═══ Records for this exercise

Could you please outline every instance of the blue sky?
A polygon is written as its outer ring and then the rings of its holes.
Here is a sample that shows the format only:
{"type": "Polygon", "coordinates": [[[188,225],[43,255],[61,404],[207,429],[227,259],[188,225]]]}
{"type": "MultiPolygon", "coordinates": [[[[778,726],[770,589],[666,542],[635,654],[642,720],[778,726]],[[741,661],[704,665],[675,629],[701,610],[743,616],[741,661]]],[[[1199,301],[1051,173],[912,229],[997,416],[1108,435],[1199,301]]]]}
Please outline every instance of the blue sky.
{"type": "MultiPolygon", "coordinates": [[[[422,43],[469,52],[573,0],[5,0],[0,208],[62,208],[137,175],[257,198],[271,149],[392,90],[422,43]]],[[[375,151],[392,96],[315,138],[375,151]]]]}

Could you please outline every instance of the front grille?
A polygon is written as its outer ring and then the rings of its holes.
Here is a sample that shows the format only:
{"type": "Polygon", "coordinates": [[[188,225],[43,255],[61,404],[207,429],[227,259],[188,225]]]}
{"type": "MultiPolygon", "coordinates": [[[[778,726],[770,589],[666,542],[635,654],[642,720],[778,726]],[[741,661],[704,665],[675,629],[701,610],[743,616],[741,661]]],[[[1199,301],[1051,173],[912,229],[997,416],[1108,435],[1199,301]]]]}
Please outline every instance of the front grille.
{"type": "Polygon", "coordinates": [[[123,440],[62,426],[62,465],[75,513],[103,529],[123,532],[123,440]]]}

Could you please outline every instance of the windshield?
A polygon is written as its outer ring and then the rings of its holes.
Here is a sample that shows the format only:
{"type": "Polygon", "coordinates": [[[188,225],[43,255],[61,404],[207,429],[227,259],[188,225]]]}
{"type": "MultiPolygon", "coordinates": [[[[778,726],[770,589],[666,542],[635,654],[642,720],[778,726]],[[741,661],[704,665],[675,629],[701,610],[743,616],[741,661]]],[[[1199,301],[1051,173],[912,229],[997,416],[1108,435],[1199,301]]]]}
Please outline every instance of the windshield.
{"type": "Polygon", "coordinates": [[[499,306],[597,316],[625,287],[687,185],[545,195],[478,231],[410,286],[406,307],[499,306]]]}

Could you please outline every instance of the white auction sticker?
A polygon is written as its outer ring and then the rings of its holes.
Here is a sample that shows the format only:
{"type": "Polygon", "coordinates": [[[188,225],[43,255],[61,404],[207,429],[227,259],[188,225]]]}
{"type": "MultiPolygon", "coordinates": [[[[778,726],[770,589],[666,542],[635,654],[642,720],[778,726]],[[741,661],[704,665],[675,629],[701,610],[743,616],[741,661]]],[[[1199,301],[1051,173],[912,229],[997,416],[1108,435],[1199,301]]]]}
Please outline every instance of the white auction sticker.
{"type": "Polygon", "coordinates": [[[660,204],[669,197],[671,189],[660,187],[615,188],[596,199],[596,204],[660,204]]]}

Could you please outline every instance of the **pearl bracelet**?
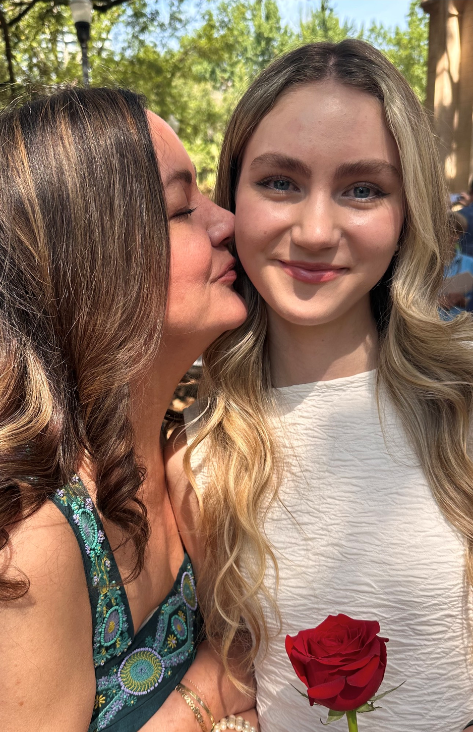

══════

**Problem details**
Copy every row above word for word, leaving out the pictures.

**Solution to this exercise**
Could you please outline every instance of the blue sky?
A polygon is written as its outer ring and then the rings of its holes.
Here is a sample that shows the format only:
{"type": "Polygon", "coordinates": [[[188,225],[43,255],[61,404],[207,429],[227,259],[188,225]]]}
{"type": "MultiPolygon", "coordinates": [[[[778,726],[770,589],[666,542],[635,654],[642,720],[778,726]],[[741,661],[704,665],[675,629],[701,610],[743,616],[741,661]]],[[[1199,301],[1051,173],[912,229],[997,416],[1108,435],[1199,301]]]]}
Please outline every instance of the blue sky.
{"type": "MultiPolygon", "coordinates": [[[[422,43],[469,52],[573,0],[5,0],[0,208],[62,208],[137,175],[257,198],[271,149],[392,90],[422,43]]],[[[375,151],[392,96],[315,138],[375,151]]]]}

Could you please outline every instance of the front grille?
A polygon is written as its outer ring and then the rings of its holes.
Here is a sample that shows the format only:
{"type": "Polygon", "coordinates": [[[188,225],[43,255],[61,404],[207,429],[227,259],[188,225]]]}
{"type": "MultiPolygon", "coordinates": [[[[778,726],[770,589],[666,542],[635,654],[642,720],[778,726]],[[741,661],[704,665],[675,629],[701,610],[743,616],[741,661]]],[[[1199,301],[1051,173],[912,229],[997,416],[1108,435],[1199,301]]]]}
Please outline every instance of the front grille.
{"type": "Polygon", "coordinates": [[[123,440],[62,426],[62,465],[75,513],[103,529],[123,532],[123,440]]]}

Could you please outline every instance of the windshield?
A polygon is written as its outer ring and then the rings of its holes.
Here is a sample that shows the format only:
{"type": "Polygon", "coordinates": [[[188,225],[43,255],[61,404],[207,429],[227,259],[188,225]]]}
{"type": "MultiPolygon", "coordinates": [[[[778,726],[770,589],[666,542],[635,654],[642,720],[778,726]],[[741,661],[704,665],[675,629],[701,610],[743,616],[741,661]]],[[[1199,301],[1051,173],[912,229],[997,416],[1108,435],[1199,301]]]]}
Please outline every instance of the windshield.
{"type": "Polygon", "coordinates": [[[499,306],[597,316],[625,287],[687,185],[545,195],[478,231],[410,286],[406,307],[499,306]]]}

Could you please outline every instance of the white auction sticker?
A polygon is written as its outer ring and then the rings of its holes.
Here is a sample that shows the format only:
{"type": "Polygon", "coordinates": [[[188,225],[43,255],[61,404],[207,429],[227,259],[188,225]]]}
{"type": "MultiPolygon", "coordinates": [[[[778,726],[770,589],[666,542],[635,654],[642,720],[778,726]],[[741,661],[704,665],[675,629],[701,610],[743,616],[741,661]]],[[[1199,301],[1051,173],[912,229],[997,416],[1108,435],[1199,301]]]]}
Please outline every instance of the white auction sticker.
{"type": "Polygon", "coordinates": [[[660,204],[669,197],[671,189],[660,187],[615,188],[596,199],[596,204],[660,204]]]}

Could you please outline every instance of the **pearl bracelet**?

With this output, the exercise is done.